§ **Supplied information**:
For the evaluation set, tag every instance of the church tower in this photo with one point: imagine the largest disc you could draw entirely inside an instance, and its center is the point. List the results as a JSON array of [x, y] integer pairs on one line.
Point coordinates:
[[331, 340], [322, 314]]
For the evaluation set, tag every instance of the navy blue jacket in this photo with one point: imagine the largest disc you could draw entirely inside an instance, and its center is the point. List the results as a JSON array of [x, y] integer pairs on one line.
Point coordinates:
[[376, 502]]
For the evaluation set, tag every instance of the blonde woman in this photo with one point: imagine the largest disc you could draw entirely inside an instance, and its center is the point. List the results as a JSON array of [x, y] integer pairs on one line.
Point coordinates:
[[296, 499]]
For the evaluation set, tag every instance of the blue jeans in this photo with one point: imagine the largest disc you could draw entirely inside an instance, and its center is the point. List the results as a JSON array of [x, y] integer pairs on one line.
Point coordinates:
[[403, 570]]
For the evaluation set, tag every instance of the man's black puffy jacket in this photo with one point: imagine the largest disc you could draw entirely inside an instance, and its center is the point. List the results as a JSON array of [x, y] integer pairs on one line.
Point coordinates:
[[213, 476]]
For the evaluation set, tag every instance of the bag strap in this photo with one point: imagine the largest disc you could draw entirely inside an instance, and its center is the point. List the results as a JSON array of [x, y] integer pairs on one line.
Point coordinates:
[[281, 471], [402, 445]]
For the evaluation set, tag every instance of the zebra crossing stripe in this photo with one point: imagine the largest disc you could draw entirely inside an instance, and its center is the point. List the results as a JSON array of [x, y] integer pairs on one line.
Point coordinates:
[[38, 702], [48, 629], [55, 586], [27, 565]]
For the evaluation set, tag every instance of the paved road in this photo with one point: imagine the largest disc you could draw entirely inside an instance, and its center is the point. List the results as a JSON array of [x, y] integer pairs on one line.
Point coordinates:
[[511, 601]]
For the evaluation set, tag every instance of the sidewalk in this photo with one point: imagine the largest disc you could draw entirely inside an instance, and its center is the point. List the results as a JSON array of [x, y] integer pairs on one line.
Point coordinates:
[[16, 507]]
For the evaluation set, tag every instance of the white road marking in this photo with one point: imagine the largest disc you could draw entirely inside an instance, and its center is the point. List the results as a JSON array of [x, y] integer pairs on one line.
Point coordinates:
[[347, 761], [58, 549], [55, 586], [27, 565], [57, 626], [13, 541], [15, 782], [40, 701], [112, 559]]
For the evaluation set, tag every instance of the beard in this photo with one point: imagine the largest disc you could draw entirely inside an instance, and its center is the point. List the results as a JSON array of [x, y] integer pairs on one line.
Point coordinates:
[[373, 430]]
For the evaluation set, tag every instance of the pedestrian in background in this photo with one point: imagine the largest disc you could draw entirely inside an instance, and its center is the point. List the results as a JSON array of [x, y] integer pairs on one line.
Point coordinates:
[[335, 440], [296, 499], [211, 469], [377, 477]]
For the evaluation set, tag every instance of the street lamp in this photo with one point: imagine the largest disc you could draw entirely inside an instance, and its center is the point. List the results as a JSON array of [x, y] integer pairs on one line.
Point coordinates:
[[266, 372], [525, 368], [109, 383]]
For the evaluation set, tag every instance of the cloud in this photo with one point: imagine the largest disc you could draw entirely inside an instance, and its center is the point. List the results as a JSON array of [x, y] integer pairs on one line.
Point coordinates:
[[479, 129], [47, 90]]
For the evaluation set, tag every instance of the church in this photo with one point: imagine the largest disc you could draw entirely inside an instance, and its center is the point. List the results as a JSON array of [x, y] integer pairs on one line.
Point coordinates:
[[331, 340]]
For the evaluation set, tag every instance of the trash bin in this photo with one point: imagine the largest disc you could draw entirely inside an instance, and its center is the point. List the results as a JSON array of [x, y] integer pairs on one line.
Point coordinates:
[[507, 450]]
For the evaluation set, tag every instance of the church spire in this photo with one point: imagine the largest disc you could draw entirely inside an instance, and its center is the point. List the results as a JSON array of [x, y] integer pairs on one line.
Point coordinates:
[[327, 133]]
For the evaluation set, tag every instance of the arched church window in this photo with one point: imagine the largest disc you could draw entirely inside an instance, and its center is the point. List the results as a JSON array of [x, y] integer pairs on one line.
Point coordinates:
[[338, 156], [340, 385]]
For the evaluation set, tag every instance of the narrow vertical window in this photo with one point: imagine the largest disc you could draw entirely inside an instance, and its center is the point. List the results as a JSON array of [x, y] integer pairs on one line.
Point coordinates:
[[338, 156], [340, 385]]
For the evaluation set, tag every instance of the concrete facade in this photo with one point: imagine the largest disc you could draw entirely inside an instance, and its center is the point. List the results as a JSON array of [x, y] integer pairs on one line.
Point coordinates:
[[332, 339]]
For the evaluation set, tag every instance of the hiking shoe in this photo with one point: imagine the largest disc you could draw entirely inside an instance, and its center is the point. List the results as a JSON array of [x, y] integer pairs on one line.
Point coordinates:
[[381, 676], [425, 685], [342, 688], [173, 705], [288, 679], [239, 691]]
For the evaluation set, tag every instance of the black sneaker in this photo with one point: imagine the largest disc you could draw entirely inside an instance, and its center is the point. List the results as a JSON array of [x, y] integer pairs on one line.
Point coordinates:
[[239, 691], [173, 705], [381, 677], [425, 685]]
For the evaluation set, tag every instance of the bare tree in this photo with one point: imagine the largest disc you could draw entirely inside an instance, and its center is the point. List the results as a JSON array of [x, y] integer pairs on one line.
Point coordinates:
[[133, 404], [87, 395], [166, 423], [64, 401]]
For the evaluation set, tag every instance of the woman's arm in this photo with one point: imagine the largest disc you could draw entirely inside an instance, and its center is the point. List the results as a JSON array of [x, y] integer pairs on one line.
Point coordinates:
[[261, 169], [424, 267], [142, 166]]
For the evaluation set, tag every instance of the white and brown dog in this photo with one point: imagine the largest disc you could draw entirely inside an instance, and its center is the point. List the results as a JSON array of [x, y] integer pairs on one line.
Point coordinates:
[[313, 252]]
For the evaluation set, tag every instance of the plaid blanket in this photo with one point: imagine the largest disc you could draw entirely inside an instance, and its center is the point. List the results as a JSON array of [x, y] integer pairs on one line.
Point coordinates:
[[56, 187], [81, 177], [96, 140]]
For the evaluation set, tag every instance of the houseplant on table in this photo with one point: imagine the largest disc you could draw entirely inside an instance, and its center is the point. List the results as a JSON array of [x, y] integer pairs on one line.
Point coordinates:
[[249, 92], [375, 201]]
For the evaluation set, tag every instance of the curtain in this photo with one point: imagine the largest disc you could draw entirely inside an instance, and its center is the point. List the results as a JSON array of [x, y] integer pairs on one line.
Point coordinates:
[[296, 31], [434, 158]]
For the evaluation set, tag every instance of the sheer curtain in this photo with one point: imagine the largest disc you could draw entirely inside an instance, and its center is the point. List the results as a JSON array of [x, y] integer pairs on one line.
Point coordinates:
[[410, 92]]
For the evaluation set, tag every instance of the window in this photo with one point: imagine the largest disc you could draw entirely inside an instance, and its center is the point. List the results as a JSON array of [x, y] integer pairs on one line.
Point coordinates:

§ **Task goal**:
Rewrite the lines from the first one through the line containing "[[331, 340], [322, 314]]" as a numbered list, leaving out any blank lines.

§ **Solution to this exercise**:
1. For the evaluation set, tag every instance of the church tower in this photo with one point: imagine the largest disc you could draw entirely inside an instance, and its center is the point. List the results as a JSON array of [x, y] integer pairs on one line.
2. Point coordinates:
3. [[331, 340], [322, 314]]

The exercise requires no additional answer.